Folks, we don't have a neutral internet today and never
have.
VOIP/SIP is actively managed across providers to reduce latency.
Many other protocols are managed as well through QoS,
prioritization and bandwidth shaping. The suggestion that this will
somehow increase video speeds is ridiculous.
Without that prioritization, kiss Skype goodbye. Which....
coincidentally, is why Skype is meeting with the FCC to negotiate
on the rules.
Expect a million exceptions to the FCC's framework, which will show
just how "neutral" their "net neutrality" is.
If it ain't broke, beat the shit out of it until it
is.
If it moves, tax it.
If it keeps moving, regulate it.
If it stops moving, subsidize it.
See this:
http://www.washingtonpost.com/wp-dyn/content/article/2007/08/28/AR2007082801990.html
Someone actually really should sit down and define "net
neutrality" for me - I have about a dozen computer programmer
friends and as yet, I still don't fully understand which version
people are referring to. At first I was told that it would stop
ISPs from providing different classes of service - which I thought
was a horrific idea; then it was to stop providers from banning
specific content, which is solvable by the market as I'm not going
to pay an ISP if I'm not allowed to access whatever I want; and now
it seems it's all about certain services becoming sponsored or paid
for by other people...
Someone care to offer a straight-forward definition?
If it moves, tax it.
If it keeps moving, regulate it.
If it stops moving, subsidize it.
The Three Articles of the United States Constitution, am I
right?
Can I add that those who support this intrusion into private
life raise their hands and say atta boy... Geez, can't even those
liberal Democrats see the future...?
I guess they are so engrossed in the now (possible Communist
ideals) that they miss the overall picture. Wake up Independents -
this is a war you don't want to lose!
There is the problem of fraud, which is something that
government can legitimately regulate, even from a libertarian
perspective. If I'm running a protocol that Comcast doesn't like
and they introduce traffic to spoof my communications partner and
drop connection, Comcast shouldn't get to lie about that without
serious penalty. And yes, this is a real life problem (bittorrent
in fact was disrupted by Comcast this way until they were caught
and embarrassed). A simple requirement that every ISP posts their
traffic shaping rules for their customers so that we can make
informed purchase decisions is not unreasonable and would be a
legitimate use of government power. Posting unreasonable rules
would result in a loss of customers. Lying about the rules (which
ISPs sometimes do today) would result in hefty fines.

- [Problems and tasks]
**A.** Answer these questions about the net neutrality discussion:
(i) Which protocol is actively managed across providers to reduce latency?
(ii) Which company is meeting with the FCC to negotiate on the rules?
(iii) What did Comcast disrupt until it was caught?
**B.** Rewrite the part of the net neutrality discussion starting at "Many other protocols" and ending at "Skype goodbye. Which....", switching "prioritization" to "priority handling".
The material below comes from a separate source.

- [Recorded information]
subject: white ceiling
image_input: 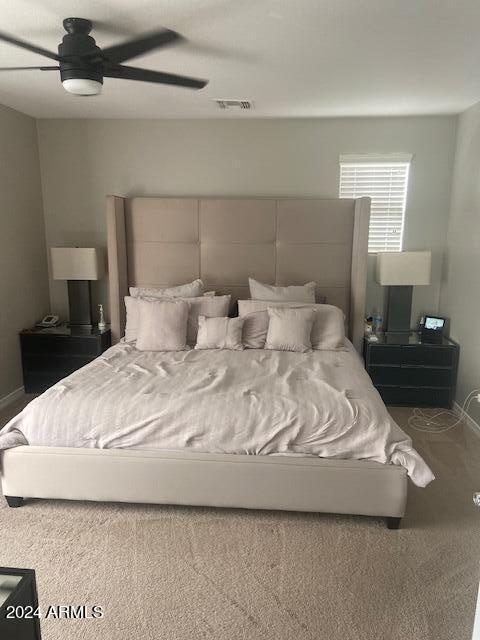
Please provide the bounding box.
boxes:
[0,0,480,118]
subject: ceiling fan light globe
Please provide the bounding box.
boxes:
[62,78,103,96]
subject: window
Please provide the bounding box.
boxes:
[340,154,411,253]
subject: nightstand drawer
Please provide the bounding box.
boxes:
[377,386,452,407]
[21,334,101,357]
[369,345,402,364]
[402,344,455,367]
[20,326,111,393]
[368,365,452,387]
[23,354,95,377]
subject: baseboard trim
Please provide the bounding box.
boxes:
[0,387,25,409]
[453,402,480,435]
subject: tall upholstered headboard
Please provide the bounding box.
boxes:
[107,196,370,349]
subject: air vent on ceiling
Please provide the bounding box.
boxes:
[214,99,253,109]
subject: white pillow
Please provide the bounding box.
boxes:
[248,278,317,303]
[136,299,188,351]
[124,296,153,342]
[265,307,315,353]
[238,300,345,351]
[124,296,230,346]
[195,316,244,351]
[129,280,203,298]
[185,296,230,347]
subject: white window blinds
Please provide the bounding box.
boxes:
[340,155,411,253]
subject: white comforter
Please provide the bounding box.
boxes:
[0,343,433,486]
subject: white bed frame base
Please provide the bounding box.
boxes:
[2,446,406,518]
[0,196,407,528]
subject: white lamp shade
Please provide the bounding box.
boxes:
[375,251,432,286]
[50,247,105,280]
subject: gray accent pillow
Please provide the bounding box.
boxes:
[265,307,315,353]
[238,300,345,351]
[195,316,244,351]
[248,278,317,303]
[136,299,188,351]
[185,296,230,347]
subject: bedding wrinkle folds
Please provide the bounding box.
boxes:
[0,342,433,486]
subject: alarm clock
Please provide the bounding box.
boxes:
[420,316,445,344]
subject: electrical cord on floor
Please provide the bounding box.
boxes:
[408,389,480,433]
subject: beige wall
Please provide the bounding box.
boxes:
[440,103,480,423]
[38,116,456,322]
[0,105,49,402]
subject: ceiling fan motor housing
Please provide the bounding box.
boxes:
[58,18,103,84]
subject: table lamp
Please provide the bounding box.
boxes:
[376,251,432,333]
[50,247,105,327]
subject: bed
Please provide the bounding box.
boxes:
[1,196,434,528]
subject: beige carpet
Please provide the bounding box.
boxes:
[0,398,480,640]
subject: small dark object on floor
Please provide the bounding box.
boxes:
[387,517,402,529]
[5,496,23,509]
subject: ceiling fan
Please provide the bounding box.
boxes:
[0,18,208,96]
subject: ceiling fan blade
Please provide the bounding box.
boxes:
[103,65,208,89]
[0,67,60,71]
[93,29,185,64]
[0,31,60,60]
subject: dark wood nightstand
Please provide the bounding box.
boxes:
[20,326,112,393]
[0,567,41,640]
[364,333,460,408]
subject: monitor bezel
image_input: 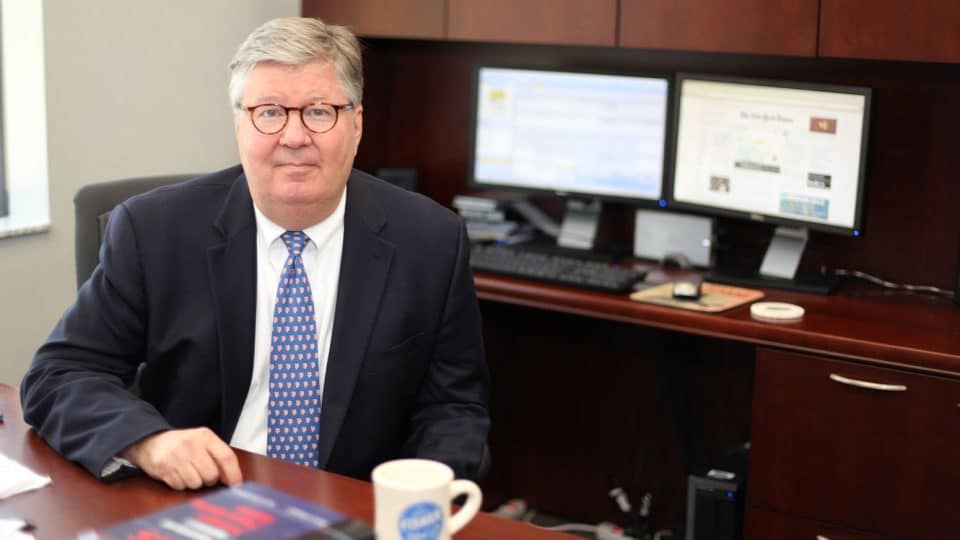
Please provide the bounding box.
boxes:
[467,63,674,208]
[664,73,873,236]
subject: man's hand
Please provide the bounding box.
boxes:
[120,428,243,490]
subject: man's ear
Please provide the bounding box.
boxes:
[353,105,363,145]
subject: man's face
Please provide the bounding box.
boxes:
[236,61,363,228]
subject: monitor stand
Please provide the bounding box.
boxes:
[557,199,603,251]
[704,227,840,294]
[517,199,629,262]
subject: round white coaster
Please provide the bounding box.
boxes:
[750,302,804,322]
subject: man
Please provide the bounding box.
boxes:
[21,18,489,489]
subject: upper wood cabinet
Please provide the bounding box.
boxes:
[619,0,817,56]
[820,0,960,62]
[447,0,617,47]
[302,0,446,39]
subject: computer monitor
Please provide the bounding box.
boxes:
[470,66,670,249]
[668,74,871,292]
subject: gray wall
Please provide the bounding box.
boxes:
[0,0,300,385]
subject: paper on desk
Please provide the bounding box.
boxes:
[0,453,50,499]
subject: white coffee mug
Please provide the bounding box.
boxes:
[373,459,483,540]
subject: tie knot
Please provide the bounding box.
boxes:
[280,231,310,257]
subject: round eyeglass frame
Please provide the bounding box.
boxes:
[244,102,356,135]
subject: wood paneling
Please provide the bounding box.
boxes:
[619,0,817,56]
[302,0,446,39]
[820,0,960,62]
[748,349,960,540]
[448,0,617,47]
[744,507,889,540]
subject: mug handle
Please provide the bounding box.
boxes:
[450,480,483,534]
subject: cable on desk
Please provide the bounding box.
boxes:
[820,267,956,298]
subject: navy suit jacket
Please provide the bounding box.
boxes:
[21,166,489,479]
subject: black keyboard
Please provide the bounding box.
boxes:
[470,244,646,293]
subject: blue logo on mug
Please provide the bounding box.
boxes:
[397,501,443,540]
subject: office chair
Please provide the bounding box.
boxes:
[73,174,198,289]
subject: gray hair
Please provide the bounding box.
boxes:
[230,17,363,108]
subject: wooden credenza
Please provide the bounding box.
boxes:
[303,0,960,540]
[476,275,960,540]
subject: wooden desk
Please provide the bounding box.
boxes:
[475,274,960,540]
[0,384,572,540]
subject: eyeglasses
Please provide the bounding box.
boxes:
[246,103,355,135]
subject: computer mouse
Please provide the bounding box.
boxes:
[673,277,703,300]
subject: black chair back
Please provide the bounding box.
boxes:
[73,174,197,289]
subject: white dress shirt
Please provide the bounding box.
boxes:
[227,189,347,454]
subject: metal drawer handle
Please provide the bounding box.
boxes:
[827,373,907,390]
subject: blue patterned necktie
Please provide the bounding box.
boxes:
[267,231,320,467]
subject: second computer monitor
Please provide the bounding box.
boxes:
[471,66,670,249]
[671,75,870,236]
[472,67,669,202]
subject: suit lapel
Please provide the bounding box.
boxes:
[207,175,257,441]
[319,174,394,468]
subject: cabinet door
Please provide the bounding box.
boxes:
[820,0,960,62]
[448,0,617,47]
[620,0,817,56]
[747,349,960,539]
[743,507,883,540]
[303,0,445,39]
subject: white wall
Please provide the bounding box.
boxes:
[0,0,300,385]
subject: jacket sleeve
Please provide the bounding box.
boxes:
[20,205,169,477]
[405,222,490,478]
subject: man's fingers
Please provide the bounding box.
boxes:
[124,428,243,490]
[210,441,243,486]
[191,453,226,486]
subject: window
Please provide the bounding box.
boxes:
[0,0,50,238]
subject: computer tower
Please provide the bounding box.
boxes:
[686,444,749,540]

- [Response list]
**A.**
(i) VOIP/SIP
(ii) Skype
(iii) BitTorrent

**B.**
Many other protocols are managed as well through QoS,
priority handling and bandwidth shaping. The suggestion that this will
somehow increase video speeds is ridiculous.
Without that priority handling, kiss Skype goodbye. Which....